> _Written request_: Rewrite all the data below, swapping each "puppy" for "dog" and leaving everything else unchanged. Leave the pictures out.

> _Record set_:
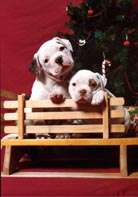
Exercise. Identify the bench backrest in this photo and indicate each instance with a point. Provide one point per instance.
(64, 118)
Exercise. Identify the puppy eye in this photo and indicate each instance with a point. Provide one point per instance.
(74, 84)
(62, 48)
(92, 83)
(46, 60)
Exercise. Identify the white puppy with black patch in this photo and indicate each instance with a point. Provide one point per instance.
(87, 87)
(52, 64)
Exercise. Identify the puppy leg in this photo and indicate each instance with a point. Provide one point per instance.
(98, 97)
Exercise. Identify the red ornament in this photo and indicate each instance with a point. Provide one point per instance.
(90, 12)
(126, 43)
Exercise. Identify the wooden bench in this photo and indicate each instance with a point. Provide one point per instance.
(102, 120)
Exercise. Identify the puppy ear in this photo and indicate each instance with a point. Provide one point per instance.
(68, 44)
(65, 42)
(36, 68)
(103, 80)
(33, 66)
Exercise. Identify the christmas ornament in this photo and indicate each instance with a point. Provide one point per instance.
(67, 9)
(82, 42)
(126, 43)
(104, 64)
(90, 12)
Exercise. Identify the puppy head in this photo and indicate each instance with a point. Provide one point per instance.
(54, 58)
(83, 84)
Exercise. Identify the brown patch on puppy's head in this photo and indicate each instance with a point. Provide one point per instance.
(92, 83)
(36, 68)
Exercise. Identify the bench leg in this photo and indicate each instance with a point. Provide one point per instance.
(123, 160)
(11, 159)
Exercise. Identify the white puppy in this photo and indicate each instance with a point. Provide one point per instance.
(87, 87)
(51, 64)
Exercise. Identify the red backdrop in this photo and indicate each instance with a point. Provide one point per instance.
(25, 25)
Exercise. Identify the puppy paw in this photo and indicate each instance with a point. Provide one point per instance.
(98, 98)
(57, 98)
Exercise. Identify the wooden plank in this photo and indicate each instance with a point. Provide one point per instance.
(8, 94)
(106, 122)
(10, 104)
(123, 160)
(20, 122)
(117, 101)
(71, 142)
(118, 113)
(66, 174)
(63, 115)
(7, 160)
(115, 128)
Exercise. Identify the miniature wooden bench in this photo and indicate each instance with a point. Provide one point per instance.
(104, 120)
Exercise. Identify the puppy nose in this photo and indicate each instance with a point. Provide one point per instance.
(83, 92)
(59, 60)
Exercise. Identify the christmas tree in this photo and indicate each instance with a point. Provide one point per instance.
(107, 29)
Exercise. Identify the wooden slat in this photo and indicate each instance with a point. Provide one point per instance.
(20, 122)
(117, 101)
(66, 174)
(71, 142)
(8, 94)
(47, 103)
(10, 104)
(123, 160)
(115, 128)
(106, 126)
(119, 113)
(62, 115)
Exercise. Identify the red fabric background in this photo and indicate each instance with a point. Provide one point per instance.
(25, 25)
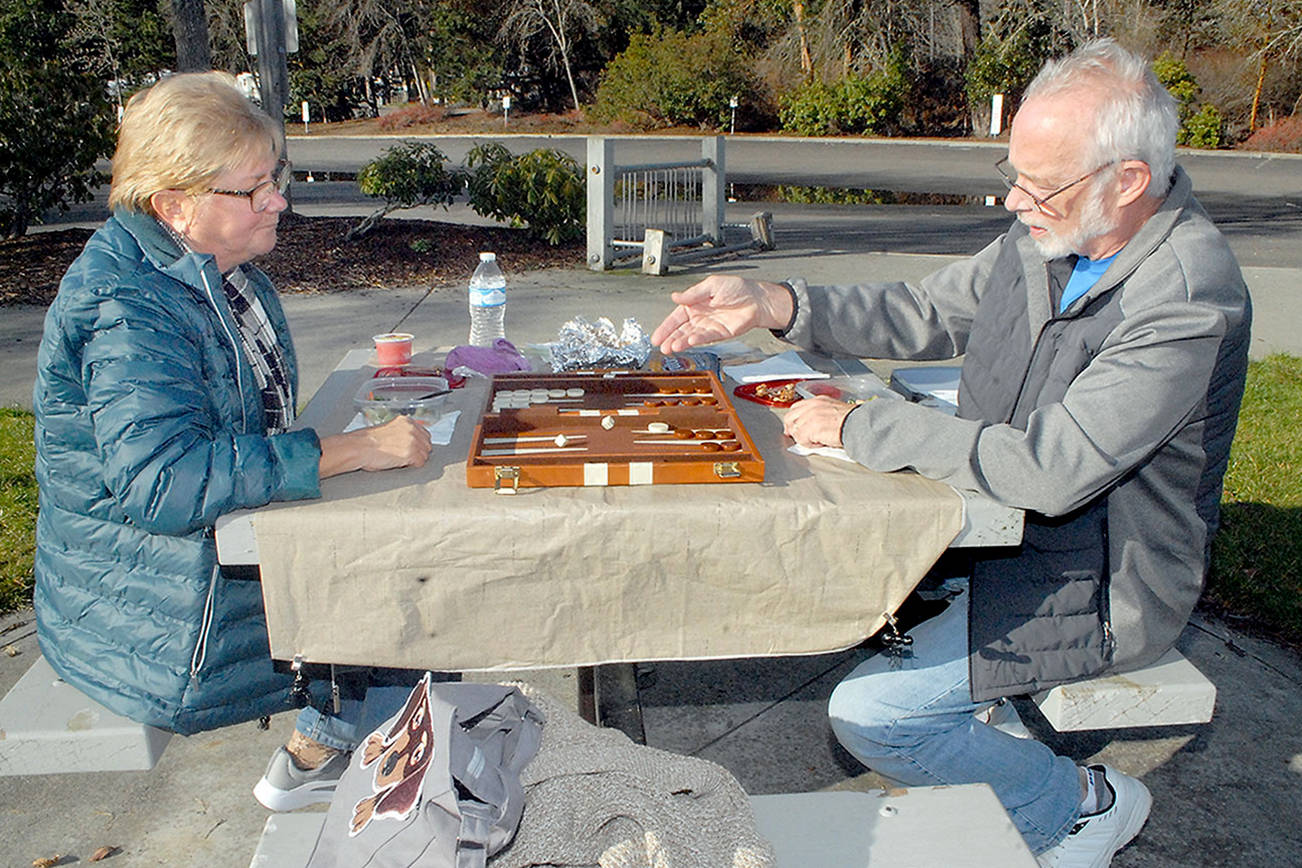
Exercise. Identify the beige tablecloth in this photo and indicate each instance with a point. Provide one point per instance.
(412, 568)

> _Output for this task_:
Exercise. Identify the bench backrest in this photo and indicate each instance with a point. Provide one point per instance.
(64, 118)
Exercise. Identify the dog eye in this photo and indicate each instance with a point. Provide one point per instance.
(74, 84)
(62, 48)
(92, 83)
(46, 60)
Exercise. Identify the white dog with black patch in this photo and indicate each instance with a point. Provide one point per instance.
(87, 87)
(52, 64)
Exercise. Identify the dog leg in this photo and indicate each instance with a point. Provide one point per instance.
(98, 97)
Exercise. Identify the red ornament in this photo and indicate each instance with a point. Provide one point per instance.
(90, 12)
(126, 43)
Exercise. Identify the wooden bench in this photo and indicate each instance with a point. Provide one point per instance.
(102, 120)
Exercise. Identify the dog ear in this photo and indicate each instance with a point. Provide one point per instance.
(68, 44)
(65, 42)
(36, 68)
(103, 80)
(33, 66)
Exercise. Identify the christmas ornament in this photo and indicate each instance with a point. Provide one point per instance.
(67, 9)
(82, 42)
(126, 43)
(104, 64)
(90, 12)
Exercise. Identify the dog head in this photo and indicate each instance with a point. Provide one point per instance.
(54, 58)
(83, 84)
Exercise. Identify the brown patch on dog's head in this photo and indicate each instance with a point. Provide one point per instance.
(92, 83)
(36, 68)
Exercise. Identify the bench leg in this photo and indicate each instance with a point. Provide one point per instance.
(123, 160)
(11, 159)
Exercise. Identify the white dog in this photo and indicate each instance with a point. Provide one point per instance.
(87, 87)
(51, 64)
Exercise. Identify the red backdrop in this photo and indicate each instance with a point. Provide one point per instance.
(25, 25)
Exercise. Identify the dog paw in this photo and indicate each instance with a point. Provide one point per instance.
(98, 98)
(57, 98)
Exercise. Identify the wooden plank in this photo and indicate each instance with a point. Provide one point per instance.
(8, 94)
(106, 122)
(10, 104)
(123, 160)
(20, 122)
(117, 101)
(71, 142)
(118, 113)
(66, 174)
(63, 115)
(7, 160)
(115, 128)
Exercise. Identify the miniature wooden bench in this photo and indicate each instance with a point. Provide one point per instance.
(104, 120)
Exercise. Identify the dog nose in this photo and indicate each instance with a point. Provide one point per instance.
(83, 92)
(59, 60)
Exercise. Identify the christmas tree in this photo and indicate each instance with a point. Provide one point per instance.
(107, 29)
Exercise. Identify the wooden slat in this photo and indicate each instance with a point. Provide one point per instance.
(20, 122)
(117, 101)
(66, 174)
(71, 142)
(8, 94)
(47, 103)
(10, 104)
(123, 160)
(115, 128)
(106, 126)
(119, 113)
(62, 115)
Exercise. Identify the red fabric background in this photo and indicate each instance with a point. Provide one point per instance.
(25, 25)
Exercise. Identify the beige tablecloth in this photo and indicate each instance with a point. Provide one point per instance.
(412, 568)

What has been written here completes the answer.